**INSTRUCTIONS FOR THE TASK:**
Down to the last word, output the records below, skipping any images.

**RECORDS PROVIDED:**
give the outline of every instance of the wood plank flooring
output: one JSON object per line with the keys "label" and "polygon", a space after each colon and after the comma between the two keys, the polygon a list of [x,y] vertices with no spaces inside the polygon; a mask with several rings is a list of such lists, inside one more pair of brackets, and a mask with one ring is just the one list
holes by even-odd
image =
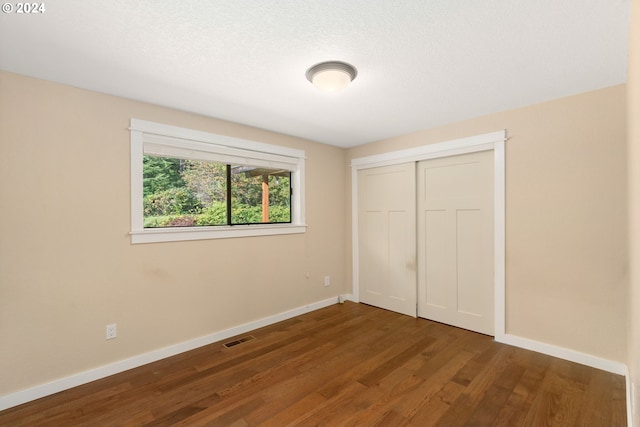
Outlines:
{"label": "wood plank flooring", "polygon": [[0,425],[626,425],[621,376],[364,304],[246,335],[5,410]]}

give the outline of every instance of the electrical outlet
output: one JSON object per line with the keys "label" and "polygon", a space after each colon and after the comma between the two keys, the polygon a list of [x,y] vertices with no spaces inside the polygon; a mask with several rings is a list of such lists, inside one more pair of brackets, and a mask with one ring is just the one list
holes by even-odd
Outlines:
{"label": "electrical outlet", "polygon": [[325,286],[331,285],[331,276],[324,276],[324,285]]}
{"label": "electrical outlet", "polygon": [[107,325],[107,339],[112,340],[118,336],[116,324],[112,323],[111,325]]}

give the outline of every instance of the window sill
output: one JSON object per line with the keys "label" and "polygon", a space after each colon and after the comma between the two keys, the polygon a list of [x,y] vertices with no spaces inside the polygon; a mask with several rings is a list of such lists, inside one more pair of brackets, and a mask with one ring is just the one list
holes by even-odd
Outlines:
{"label": "window sill", "polygon": [[256,224],[220,227],[147,228],[134,230],[129,234],[131,235],[131,243],[138,244],[299,234],[304,233],[306,228],[306,225],[295,224]]}

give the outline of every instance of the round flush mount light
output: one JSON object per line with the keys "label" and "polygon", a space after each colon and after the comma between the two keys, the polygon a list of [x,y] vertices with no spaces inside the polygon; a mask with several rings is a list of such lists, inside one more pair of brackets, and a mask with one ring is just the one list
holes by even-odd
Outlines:
{"label": "round flush mount light", "polygon": [[347,87],[358,75],[351,64],[341,61],[321,62],[307,70],[306,76],[315,87],[325,92],[337,92]]}

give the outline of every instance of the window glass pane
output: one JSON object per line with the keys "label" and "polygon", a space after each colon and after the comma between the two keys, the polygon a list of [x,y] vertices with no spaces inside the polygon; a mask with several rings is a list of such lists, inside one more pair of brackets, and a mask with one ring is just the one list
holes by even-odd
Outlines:
{"label": "window glass pane", "polygon": [[291,222],[291,172],[162,156],[143,158],[144,228]]}
{"label": "window glass pane", "polygon": [[291,172],[231,166],[231,223],[291,222]]}
{"label": "window glass pane", "polygon": [[226,225],[226,165],[144,156],[144,227]]}

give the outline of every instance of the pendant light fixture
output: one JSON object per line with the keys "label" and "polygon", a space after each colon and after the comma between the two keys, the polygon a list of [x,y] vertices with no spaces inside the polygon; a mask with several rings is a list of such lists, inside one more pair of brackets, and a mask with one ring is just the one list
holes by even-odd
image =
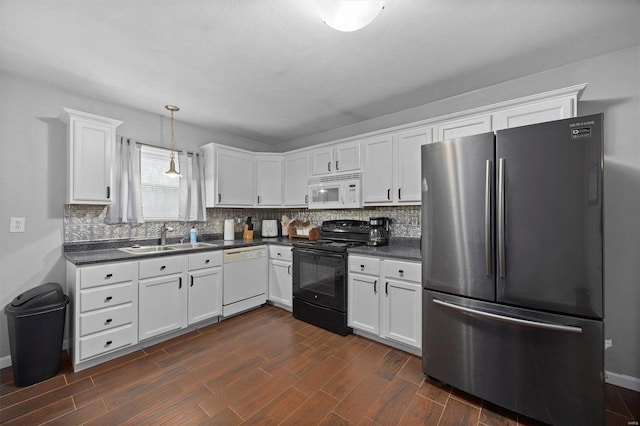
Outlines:
{"label": "pendant light fixture", "polygon": [[169,170],[164,172],[164,174],[171,177],[182,177],[182,175],[178,173],[178,171],[176,170],[176,162],[175,162],[176,138],[173,135],[173,113],[176,111],[180,111],[180,108],[178,108],[175,105],[165,105],[164,107],[169,111],[171,111],[171,161],[169,162]]}
{"label": "pendant light fixture", "polygon": [[380,14],[387,0],[314,0],[316,13],[331,28],[350,32],[366,27]]}

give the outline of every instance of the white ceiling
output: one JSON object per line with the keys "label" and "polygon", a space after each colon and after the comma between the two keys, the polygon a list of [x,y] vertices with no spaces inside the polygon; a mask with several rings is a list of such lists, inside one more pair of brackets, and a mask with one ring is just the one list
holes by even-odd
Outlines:
{"label": "white ceiling", "polygon": [[0,0],[0,68],[277,144],[640,43],[639,0]]}

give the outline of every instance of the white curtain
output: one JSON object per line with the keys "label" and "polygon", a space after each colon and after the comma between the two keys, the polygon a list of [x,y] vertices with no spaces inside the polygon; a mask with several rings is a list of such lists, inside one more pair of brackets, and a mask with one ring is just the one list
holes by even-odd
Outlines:
{"label": "white curtain", "polygon": [[120,137],[116,142],[116,158],[112,167],[113,197],[105,222],[144,223],[140,190],[140,146]]}
{"label": "white curtain", "polygon": [[204,158],[202,154],[181,152],[180,161],[180,220],[206,222],[204,189]]}

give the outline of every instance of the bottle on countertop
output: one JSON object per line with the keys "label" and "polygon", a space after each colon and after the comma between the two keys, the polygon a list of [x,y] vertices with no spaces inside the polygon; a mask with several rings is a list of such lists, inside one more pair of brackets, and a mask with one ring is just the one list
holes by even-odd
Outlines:
{"label": "bottle on countertop", "polygon": [[191,231],[189,231],[189,242],[195,243],[197,240],[198,240],[198,231],[196,230],[195,227],[192,227]]}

**TASK OUTPUT:**
give the outline of every instance of the wood plank flooring
output: one JSON object per line with the keys "label" and "polygon", a space after each colon and after the comma between the two keys, the polygon a list of [x,y] vertices with no spaces inside the polygon; a mask with several rings is a list of such lists, inside one more pair of brackets, and a mask with one ring is just the one list
holes by even-odd
image =
Outlines:
{"label": "wood plank flooring", "polygon": [[0,425],[626,425],[621,376],[364,304],[246,335],[5,410]]}

give the outline of every instance of the electrical outlet
output: one JSON object per line with the keys "label" and "polygon", a space after each colon and after the comma between the two keys, the polygon a list of [x,y] vertices with no spaces inside the polygon; a mask with several rings is a list of such lists, inside one more pair of brackets, and a mask with one ring is just the one list
holes by even-odd
Outlines:
{"label": "electrical outlet", "polygon": [[325,286],[331,285],[331,276],[324,276],[324,285]]}
{"label": "electrical outlet", "polygon": [[107,325],[107,339],[112,340],[118,336],[116,324],[112,323],[111,325]]}

give the outline of every instance of the window sill
output: one JSON object per line with the keys "label" and "polygon", a space after each colon and after the comma between the two keys, the polygon a list of [x,y] vertices with no spaces inside the polygon; a mask with several rings is a list of such lists, inside one more pair of brackets, and a mask with one ring is just the one list
holes by even-odd
Outlines:
{"label": "window sill", "polygon": [[256,224],[220,227],[147,228],[134,230],[129,234],[131,235],[131,243],[138,244],[299,234],[304,233],[306,228],[306,225],[295,224]]}

give the outline of every instance of the round flush mount light
output: one JSON object per line with the keys "label" and "polygon", a space after each colon and after the comma between the two keys, the polygon a list of [x,y] vertices with no spaces inside the polygon; a mask with several rings is a list of such lists, inside one more pair of brackets, and a mask with one ring is just the one list
holes by even-odd
Outlines:
{"label": "round flush mount light", "polygon": [[347,87],[358,75],[351,64],[341,61],[321,62],[307,70],[306,76],[315,87],[325,92],[337,92]]}

give the outline of every instance of the window glass pane
output: one JSON object per line with the keys "label" and "polygon", a space after each colon and after the comma between the two keys, the polygon a list of [x,y] vertices with no spaces inside the polygon; a mask with several rings is a list of such lists, inside one more pair of brackets, and a mask with one ring is just the one list
holes by even-odd
Outlines:
{"label": "window glass pane", "polygon": [[291,222],[291,172],[162,156],[143,158],[144,228]]}
{"label": "window glass pane", "polygon": [[291,172],[231,166],[231,223],[291,222]]}
{"label": "window glass pane", "polygon": [[226,225],[226,165],[144,156],[144,227]]}

give the outline of every instance of the pendant light fixture
output: one JSON object per line with the keys "label" and "polygon", a space after each colon and after the comma between the two keys, the polygon a list of [x,y] vertices with no spaces inside the polygon; a mask with several rings is a list of such lists, inside one more pair of brackets, and a mask with one ring is just the one list
holes by even-odd
image =
Outlines:
{"label": "pendant light fixture", "polygon": [[169,170],[164,172],[164,174],[171,177],[182,177],[182,175],[178,173],[178,171],[176,170],[176,162],[175,162],[176,138],[173,135],[173,113],[176,111],[180,111],[180,108],[178,108],[175,105],[165,105],[164,107],[169,111],[171,111],[171,161],[169,162]]}
{"label": "pendant light fixture", "polygon": [[380,14],[387,0],[314,0],[316,13],[331,28],[350,32],[366,27]]}

give the outline of every instance of the white ceiling
output: one JSON object per line with the keys "label" and "polygon", a space after each colon and after the comma between the two keys, the polygon a list of [x,y] vertices with no spaces inside the polygon; a mask with several rings is a list of such lists, inside one more pair of brackets, and a mask with one ring is just the one list
holes by even-odd
Outlines:
{"label": "white ceiling", "polygon": [[0,0],[0,68],[277,144],[640,43],[639,0]]}

give the outline of every instance of the white curtain
output: one JSON object per line with the keys "label" and "polygon", a space after each colon and after the comma between the two keys, the polygon a list of [x,y] vertices with no spaces inside the polygon; a mask with several rings is a list of such lists, inside one more pair of brackets, and a mask with one ring is just the one list
holes by even-odd
Outlines:
{"label": "white curtain", "polygon": [[120,137],[116,142],[116,158],[112,167],[113,197],[105,222],[144,223],[140,190],[140,146]]}
{"label": "white curtain", "polygon": [[204,158],[202,154],[181,152],[180,161],[180,220],[206,222],[204,189]]}

give the outline of every instance of the bottle on countertop
output: one JSON object per line with the keys "label" and "polygon", a space after each colon and after the comma between the two keys, the polygon a list of [x,y] vertices with no spaces inside the polygon; a mask with several rings is a list of such lists, inside one more pair of brackets, and a mask with one ring is just the one list
holes by even-odd
Outlines:
{"label": "bottle on countertop", "polygon": [[191,231],[189,231],[189,242],[195,243],[197,240],[198,240],[198,231],[196,230],[195,227],[192,227]]}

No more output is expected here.